>> begin TEXT SECTION

As with some of the Latin examples above, it is arguable whether these could simply be recovered from existing UPOS and morphological FEATS. The convenience of having some linguistic features available with a single lookup should not be dismissed. In creating the new LatinCy XPOS tags I have tried to balance this convenience with the additional goal of human readability as well as the goal of genuinely surfacing otherwise hard-to-derive linguistic data when possible.

Are there any other reasons to develop a custom system? I think there is, and it involves model training itself. At present the LatinCy pipelines jointly train the lemmatizer, the tagger, the morphologizer, the sentence segmenter, and the dependency parser—that is, a composite scoring function based on these components determines whether the model is learning and when early stopping should kick in. The joint training seems to make the model learn more slowly, but it is also learning more meaningful representations by solving a more difficult problem: the XPOS tags themselves now encode more linguistic information. With the v3.8 models, we were only predicting, say, that in was a preposition. Now we are predicting not only the POS but its complementary case.

One obvious argument against the LatinCy XPOS system is that it is “heavy.” The abbreviated two-position codes found in LASLA or nine-position codes in the Perseus tags have roots in data compression. Files with LatinCy XPOS are larger; they may take marginally more time to process. (This last point is perhaps less of a concern than ever for two reasons: 1. overall compute is not tripping over a few additional bytes per token; and 2. for its primary usage within spaCy, the strings are immediately mapped to a more performant integer representation anyway.) If this turns out to be a genuine impediment or point of friction, we could consider strategies for minifying or otherwise compressing files. Maybe we can even consider a compromise, that is an abbreviated system that better addresses human readability.

The v3.9 LatinCy XPOS tagset is a draft experiment at providing users with more immediately useful Latin annotations for research and teaching. I welcome feedback on other tags and subtags that should be considered in future releases.

Footnotes

I also expect that as the models mature this feature will prove helpful to Hellenists working with our new Greek models. I am trying to add the LatinCy XPOS system to the grc pipelines for v3.10.↩︎

>> end TEXT SECTION
>> begin RECORDS PROVIDED

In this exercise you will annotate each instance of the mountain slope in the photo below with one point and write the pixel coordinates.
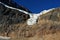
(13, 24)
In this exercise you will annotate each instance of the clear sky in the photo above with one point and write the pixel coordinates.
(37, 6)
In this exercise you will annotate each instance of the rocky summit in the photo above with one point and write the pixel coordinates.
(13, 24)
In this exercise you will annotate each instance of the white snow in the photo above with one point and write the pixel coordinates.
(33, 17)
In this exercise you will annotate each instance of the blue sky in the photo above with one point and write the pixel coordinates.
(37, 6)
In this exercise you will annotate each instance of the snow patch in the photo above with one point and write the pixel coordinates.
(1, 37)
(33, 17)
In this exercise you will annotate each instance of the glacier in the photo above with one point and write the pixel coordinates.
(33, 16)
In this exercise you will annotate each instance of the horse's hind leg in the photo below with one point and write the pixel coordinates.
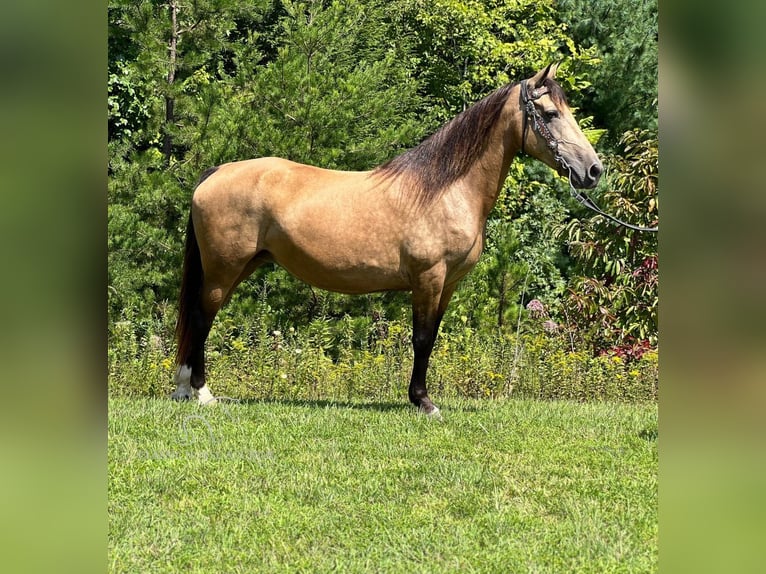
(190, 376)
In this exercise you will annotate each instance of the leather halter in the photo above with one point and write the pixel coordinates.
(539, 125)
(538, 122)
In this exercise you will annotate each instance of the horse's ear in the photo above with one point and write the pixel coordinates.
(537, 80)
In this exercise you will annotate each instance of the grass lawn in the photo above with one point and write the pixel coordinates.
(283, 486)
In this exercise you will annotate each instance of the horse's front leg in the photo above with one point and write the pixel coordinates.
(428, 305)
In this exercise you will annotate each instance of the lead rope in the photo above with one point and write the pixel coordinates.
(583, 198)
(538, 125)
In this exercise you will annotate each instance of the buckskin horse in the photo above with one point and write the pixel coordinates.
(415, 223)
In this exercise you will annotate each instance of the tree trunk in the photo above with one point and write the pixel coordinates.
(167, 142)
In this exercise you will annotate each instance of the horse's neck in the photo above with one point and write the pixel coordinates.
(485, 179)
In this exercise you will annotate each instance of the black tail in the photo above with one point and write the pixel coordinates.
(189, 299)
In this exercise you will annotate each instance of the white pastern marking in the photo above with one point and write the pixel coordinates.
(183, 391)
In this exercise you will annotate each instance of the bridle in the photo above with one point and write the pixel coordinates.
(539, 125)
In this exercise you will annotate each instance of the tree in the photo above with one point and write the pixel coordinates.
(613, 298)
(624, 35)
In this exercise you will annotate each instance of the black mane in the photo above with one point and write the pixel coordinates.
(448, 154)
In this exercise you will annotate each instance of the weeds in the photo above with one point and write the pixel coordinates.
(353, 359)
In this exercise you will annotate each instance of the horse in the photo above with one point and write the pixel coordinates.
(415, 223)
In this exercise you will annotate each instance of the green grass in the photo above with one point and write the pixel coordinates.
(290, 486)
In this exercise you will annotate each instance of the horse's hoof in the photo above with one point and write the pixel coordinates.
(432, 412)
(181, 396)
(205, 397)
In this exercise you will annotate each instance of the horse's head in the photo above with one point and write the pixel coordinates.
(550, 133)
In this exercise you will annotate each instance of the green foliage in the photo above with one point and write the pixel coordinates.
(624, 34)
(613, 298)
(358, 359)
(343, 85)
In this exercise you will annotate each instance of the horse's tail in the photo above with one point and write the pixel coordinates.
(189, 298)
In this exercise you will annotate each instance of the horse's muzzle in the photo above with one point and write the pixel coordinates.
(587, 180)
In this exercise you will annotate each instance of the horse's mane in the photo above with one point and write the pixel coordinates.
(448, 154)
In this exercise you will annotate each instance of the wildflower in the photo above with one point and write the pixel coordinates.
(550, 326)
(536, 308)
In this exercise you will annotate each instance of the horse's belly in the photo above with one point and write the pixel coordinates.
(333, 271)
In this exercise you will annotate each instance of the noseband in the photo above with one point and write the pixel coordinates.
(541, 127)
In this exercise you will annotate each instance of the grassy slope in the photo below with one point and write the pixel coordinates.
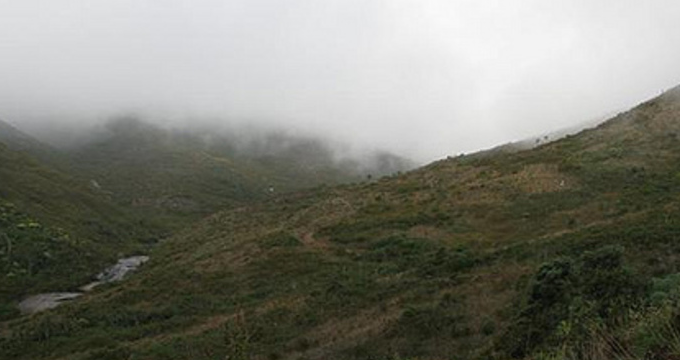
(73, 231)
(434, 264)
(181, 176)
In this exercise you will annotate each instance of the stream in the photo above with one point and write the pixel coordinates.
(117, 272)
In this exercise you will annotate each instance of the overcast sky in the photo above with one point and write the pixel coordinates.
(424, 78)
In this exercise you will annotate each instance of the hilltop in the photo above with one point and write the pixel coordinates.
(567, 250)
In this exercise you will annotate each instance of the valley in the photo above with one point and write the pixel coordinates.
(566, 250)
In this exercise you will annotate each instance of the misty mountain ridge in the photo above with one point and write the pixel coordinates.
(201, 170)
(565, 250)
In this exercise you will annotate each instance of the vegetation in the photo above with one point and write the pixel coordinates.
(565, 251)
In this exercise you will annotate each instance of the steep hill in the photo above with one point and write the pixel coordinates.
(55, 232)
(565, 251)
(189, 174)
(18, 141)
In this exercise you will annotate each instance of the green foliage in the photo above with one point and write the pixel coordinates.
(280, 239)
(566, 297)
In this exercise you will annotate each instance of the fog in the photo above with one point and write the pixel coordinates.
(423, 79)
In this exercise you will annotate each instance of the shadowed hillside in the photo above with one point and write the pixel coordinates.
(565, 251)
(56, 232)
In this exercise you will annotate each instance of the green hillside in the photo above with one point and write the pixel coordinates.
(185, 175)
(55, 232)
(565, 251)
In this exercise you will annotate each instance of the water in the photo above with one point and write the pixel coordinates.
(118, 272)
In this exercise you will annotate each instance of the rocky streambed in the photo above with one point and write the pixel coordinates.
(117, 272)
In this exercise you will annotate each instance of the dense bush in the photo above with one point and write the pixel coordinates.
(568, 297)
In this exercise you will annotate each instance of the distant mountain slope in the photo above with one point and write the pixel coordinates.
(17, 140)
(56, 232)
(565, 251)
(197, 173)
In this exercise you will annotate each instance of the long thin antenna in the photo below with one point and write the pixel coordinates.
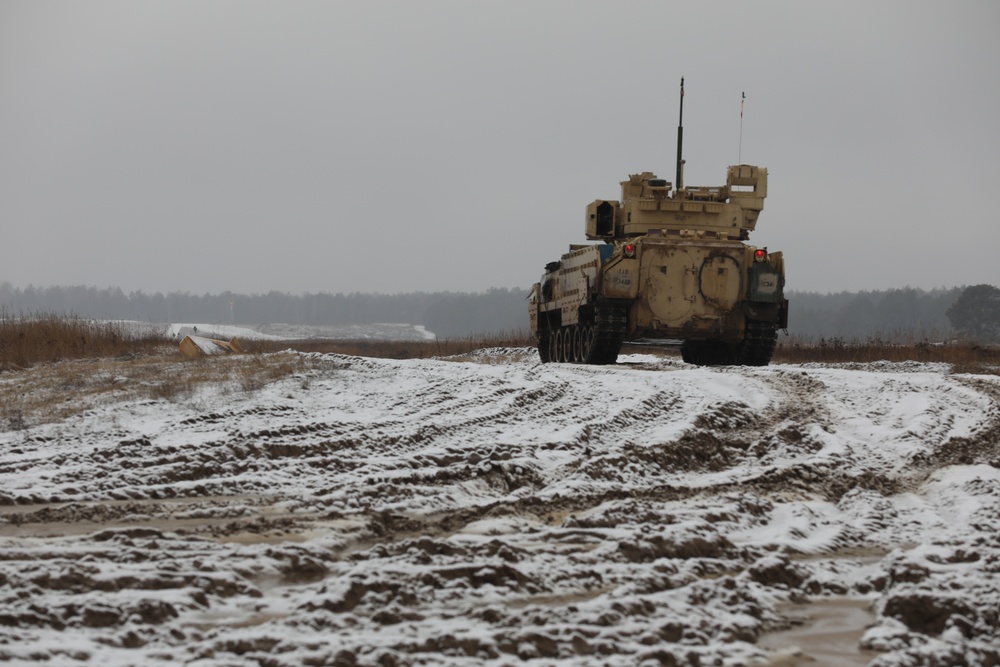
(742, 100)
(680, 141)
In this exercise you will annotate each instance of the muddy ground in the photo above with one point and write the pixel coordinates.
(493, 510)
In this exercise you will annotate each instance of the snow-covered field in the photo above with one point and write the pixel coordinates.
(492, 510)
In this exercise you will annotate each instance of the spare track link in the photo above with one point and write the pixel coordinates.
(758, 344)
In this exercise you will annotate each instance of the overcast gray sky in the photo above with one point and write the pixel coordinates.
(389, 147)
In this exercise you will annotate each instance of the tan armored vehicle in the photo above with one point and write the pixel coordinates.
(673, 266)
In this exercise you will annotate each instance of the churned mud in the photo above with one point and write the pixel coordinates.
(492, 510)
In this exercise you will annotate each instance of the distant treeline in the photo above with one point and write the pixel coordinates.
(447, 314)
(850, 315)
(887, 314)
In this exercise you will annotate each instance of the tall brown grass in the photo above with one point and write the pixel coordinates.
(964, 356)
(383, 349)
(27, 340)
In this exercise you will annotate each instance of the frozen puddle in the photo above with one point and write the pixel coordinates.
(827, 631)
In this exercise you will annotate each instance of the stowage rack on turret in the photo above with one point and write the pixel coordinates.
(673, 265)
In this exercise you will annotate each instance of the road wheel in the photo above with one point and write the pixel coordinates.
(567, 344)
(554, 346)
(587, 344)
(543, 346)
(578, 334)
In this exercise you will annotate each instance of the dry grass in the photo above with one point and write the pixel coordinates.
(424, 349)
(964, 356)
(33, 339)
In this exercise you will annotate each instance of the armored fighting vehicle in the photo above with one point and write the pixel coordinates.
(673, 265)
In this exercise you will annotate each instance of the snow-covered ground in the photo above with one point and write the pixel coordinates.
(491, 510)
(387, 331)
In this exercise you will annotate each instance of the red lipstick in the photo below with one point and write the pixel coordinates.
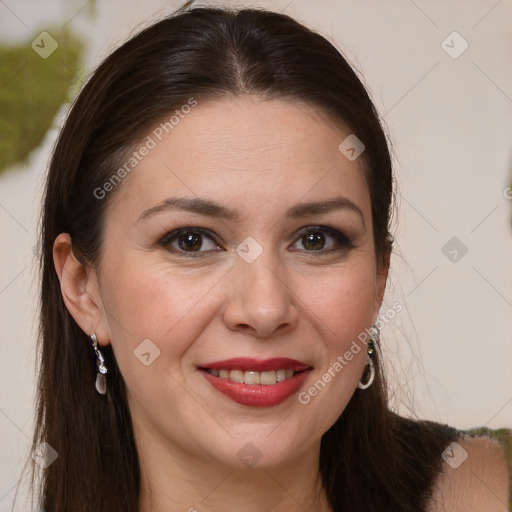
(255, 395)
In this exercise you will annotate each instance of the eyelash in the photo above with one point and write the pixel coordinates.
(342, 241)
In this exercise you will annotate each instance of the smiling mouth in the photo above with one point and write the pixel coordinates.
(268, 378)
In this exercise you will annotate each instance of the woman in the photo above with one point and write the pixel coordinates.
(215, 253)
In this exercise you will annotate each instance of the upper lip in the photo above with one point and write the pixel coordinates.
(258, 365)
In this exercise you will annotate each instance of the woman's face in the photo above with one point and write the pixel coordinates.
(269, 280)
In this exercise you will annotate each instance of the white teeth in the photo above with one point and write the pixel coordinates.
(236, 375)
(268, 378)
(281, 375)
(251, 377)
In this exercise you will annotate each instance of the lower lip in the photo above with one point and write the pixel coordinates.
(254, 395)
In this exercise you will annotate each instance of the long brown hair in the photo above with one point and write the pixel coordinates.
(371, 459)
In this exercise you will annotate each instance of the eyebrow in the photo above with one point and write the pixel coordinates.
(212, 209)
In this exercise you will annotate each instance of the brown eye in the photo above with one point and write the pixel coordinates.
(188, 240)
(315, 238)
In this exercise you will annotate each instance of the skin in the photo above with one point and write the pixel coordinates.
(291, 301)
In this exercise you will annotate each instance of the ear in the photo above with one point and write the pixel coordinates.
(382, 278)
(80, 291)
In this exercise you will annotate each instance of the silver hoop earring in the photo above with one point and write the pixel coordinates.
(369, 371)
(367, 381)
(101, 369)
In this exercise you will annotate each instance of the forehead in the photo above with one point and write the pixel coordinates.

>> end RECORDS PROVIDED

GIVEN TASK: Copy out the part of the LatinCy tags text between "Are there any" and "its complementary case.", inclusive, word for word.

THE COMPLETED TASK:
Are there any other reasons to develop a custom system? I think there is, and it involves model training itself. At present the LatinCy pipelines jointly train the lemmatizer, the tagger, the morphologizer, the sentence segmenter, and the dependency parser—that is, a composite scoring function based on these components determines whether the model is learning and when early stopping should kick in. The joint training seems to make the model learn more slowly, but it is also learning more meaningful representations by solving a more difficult problem: the XPOS tags themselves now encode more linguistic information. With the v3.8 models, we were only predicting, say, that in was a preposition. Now we are predicting not only the POS but its complementary case.